Start of Data provided

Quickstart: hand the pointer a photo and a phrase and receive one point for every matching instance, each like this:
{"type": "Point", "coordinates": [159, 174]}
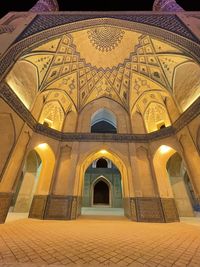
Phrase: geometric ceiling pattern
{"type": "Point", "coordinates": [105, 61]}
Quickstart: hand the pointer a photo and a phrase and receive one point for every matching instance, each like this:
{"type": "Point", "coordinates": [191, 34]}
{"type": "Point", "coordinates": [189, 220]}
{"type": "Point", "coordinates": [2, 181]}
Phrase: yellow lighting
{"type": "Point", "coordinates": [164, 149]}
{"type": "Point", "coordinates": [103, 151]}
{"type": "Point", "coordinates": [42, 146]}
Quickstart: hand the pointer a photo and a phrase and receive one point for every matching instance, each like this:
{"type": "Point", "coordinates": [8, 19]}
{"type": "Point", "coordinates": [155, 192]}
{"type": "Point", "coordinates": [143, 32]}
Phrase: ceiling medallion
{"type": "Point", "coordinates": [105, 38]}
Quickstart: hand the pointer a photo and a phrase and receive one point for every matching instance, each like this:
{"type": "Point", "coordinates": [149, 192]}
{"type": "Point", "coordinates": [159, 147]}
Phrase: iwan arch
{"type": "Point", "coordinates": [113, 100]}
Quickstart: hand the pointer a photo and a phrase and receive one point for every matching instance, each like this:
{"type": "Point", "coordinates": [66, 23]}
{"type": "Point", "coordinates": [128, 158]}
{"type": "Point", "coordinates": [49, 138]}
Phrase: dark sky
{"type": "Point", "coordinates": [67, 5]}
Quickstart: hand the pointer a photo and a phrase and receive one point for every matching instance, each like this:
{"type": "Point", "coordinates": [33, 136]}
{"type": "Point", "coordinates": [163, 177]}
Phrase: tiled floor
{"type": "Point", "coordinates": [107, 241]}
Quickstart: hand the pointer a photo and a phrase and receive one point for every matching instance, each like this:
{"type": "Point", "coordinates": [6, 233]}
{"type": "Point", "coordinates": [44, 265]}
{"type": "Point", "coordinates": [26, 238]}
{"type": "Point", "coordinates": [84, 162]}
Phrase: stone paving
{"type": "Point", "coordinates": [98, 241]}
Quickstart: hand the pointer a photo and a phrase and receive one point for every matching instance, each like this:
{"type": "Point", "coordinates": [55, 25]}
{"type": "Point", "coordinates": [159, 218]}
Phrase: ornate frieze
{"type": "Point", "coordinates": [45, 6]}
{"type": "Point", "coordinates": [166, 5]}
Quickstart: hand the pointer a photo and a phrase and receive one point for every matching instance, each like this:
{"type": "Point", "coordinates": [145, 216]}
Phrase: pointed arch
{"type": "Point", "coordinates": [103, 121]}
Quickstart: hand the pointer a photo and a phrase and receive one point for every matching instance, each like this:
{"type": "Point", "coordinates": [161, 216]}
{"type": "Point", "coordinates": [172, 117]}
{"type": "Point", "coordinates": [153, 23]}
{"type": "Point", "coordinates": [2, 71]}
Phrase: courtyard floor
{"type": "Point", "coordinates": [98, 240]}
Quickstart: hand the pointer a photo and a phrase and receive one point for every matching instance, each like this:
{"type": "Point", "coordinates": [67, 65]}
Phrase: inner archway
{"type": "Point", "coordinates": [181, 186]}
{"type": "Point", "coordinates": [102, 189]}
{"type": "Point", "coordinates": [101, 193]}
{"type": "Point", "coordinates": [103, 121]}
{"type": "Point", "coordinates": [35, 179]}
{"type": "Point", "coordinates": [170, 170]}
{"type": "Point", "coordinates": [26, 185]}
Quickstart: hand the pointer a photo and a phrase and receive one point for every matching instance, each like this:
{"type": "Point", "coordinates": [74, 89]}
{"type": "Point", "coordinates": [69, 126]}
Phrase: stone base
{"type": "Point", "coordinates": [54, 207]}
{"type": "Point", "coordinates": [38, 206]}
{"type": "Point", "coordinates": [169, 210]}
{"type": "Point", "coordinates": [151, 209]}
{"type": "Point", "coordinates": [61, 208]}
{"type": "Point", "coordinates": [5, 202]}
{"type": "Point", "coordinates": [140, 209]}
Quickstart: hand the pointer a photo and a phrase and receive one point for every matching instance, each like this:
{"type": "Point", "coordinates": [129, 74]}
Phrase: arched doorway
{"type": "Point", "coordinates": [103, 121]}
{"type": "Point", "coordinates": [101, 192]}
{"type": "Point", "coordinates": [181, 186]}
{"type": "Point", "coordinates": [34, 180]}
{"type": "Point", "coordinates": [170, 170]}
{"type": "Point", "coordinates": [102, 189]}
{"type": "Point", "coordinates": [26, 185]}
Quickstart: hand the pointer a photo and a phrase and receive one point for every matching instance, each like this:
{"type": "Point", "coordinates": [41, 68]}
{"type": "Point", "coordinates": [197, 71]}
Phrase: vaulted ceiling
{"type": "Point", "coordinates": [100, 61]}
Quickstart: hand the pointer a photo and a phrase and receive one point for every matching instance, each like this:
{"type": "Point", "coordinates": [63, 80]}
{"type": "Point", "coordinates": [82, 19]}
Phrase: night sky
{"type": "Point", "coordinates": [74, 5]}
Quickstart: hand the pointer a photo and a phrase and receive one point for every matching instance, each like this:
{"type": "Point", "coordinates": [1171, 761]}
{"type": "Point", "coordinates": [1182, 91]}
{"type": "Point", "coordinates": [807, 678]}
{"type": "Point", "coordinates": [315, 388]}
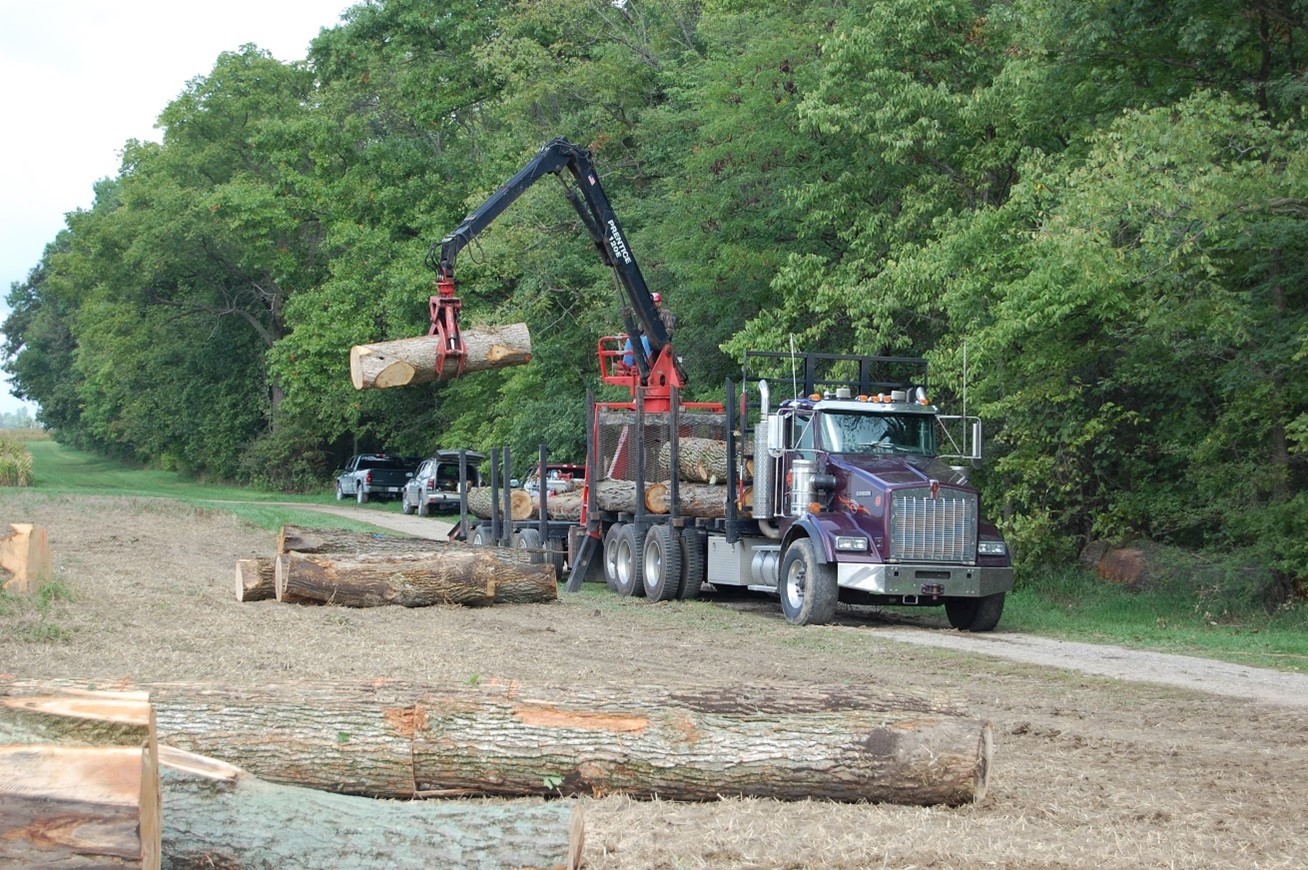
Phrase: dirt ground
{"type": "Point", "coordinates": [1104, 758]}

End of Data provided

:: Task statement ::
Images in the records should not be copied. Repeat all the rest exactly.

:: Solution to this task ::
Quickstart: hand the pointer a photo and a phrase and receive one point for every matching instance, each like this:
{"type": "Point", "coordinates": [159, 174]}
Phrase: geometric ceiling pattern
{"type": "Point", "coordinates": [105, 61]}
Quickstart: hand the pointer a photo and a phrase and receive one point for every matching instance, each like this:
{"type": "Point", "coordinates": [191, 34]}
{"type": "Point", "coordinates": [189, 220]}
{"type": "Point", "coordinates": [2, 181]}
Phrase: yellow lighting
{"type": "Point", "coordinates": [164, 149]}
{"type": "Point", "coordinates": [103, 151]}
{"type": "Point", "coordinates": [42, 146]}
Quickstart: hand the pointer a photo and a phrase and receive one point for every matching instance, each like this:
{"type": "Point", "coordinates": [8, 19]}
{"type": "Point", "coordinates": [155, 192]}
{"type": "Point", "coordinates": [143, 32]}
Phrase: ceiling medallion
{"type": "Point", "coordinates": [105, 38]}
Quickstart: hand the pointer a photo and a phrase and receive one point for every matching instance, each like this:
{"type": "Point", "coordinates": [149, 192]}
{"type": "Point", "coordinates": [159, 147]}
Phrase: iwan arch
{"type": "Point", "coordinates": [113, 100]}
Quickstart: hand the pointer a photo and a phrase and receive one point for every matching instance, each like this:
{"type": "Point", "coordinates": [66, 23]}
{"type": "Point", "coordinates": [128, 158]}
{"type": "Point", "coordinates": [49, 138]}
Phrase: dark sky
{"type": "Point", "coordinates": [67, 5]}
Quickstart: hand the pointer a photo and a phrase and receive one point for every matching instance, each like this:
{"type": "Point", "coordinates": [33, 136]}
{"type": "Point", "coordinates": [163, 177]}
Phrase: tiled floor
{"type": "Point", "coordinates": [107, 241]}
Quickstart: hand the pointer a photo and a phrase and receive one point for every matching instance, each like this:
{"type": "Point", "coordinates": [6, 233]}
{"type": "Point", "coordinates": [44, 265]}
{"type": "Point", "coordinates": [26, 238]}
{"type": "Point", "coordinates": [84, 162]}
Phrase: stone paving
{"type": "Point", "coordinates": [98, 241]}
Quickstart: hand the pointer a photo and a phrase and receive one point for every matching instance, each like this:
{"type": "Point", "coordinates": [55, 25]}
{"type": "Point", "coordinates": [159, 218]}
Phrase: ornate frieze
{"type": "Point", "coordinates": [45, 6]}
{"type": "Point", "coordinates": [166, 5]}
Quickstart: hand the pointer a photo and a phrase and receive one point for every matching instance, each like this:
{"type": "Point", "coordinates": [145, 216]}
Phrase: pointed arch
{"type": "Point", "coordinates": [103, 121]}
Quickstart: hand the pointer a photo and a phrase and receive one point for every matching instance, each like this:
{"type": "Point", "coordinates": [161, 216]}
{"type": "Point", "coordinates": [172, 117]}
{"type": "Point", "coordinates": [153, 23]}
{"type": "Point", "coordinates": [2, 71]}
Phrase: courtyard floor
{"type": "Point", "coordinates": [98, 240]}
Quickstart: hand the pointer a photo and a phrase and receive one point for every matching instance, each like this:
{"type": "Point", "coordinates": [67, 65]}
Phrase: inner archway
{"type": "Point", "coordinates": [181, 186]}
{"type": "Point", "coordinates": [102, 189]}
{"type": "Point", "coordinates": [101, 193]}
{"type": "Point", "coordinates": [103, 121]}
{"type": "Point", "coordinates": [35, 179]}
{"type": "Point", "coordinates": [170, 170]}
{"type": "Point", "coordinates": [26, 185]}
Quickstart: hand the pointer a photo and a phrase and receive one point for every matching instance, each like this:
{"type": "Point", "coordinates": [74, 89]}
{"type": "Point", "coordinates": [69, 126]}
Phrase: stone base
{"type": "Point", "coordinates": [54, 207]}
{"type": "Point", "coordinates": [38, 206]}
{"type": "Point", "coordinates": [169, 210]}
{"type": "Point", "coordinates": [151, 209]}
{"type": "Point", "coordinates": [61, 208]}
{"type": "Point", "coordinates": [5, 202]}
{"type": "Point", "coordinates": [140, 209]}
Quickstart: hand the pointer a photo and a phrase and receive one point for every matching instance, each like this:
{"type": "Point", "coordinates": [129, 74]}
Phrase: arched doorway
{"type": "Point", "coordinates": [103, 121]}
{"type": "Point", "coordinates": [101, 192]}
{"type": "Point", "coordinates": [181, 186]}
{"type": "Point", "coordinates": [34, 180]}
{"type": "Point", "coordinates": [170, 170]}
{"type": "Point", "coordinates": [102, 189]}
{"type": "Point", "coordinates": [26, 185]}
Quickstart: hand the pointer a photo and a phrase and receive one point for every matching instance, each like this:
{"type": "Point", "coordinates": [41, 68]}
{"type": "Point", "coordinates": [197, 71]}
Phrase: vaulted ceiling
{"type": "Point", "coordinates": [100, 61]}
Quickstart: hand the pointer a photo and a phrase and receive one point for every matching instance, each like this:
{"type": "Point", "coordinates": [63, 80]}
{"type": "Point", "coordinates": [82, 19]}
Phrase: night sky
{"type": "Point", "coordinates": [74, 5]}
Quickstart: hand the pointer a photo and a phrase and receive one point for every matching instance, each like this:
{"type": "Point", "coordinates": [1171, 761]}
{"type": "Point", "coordinates": [1182, 91]}
{"type": "Point", "coordinates": [807, 678]}
{"type": "Point", "coordinates": [315, 388]}
Phrase: dirt ground
{"type": "Point", "coordinates": [1104, 758]}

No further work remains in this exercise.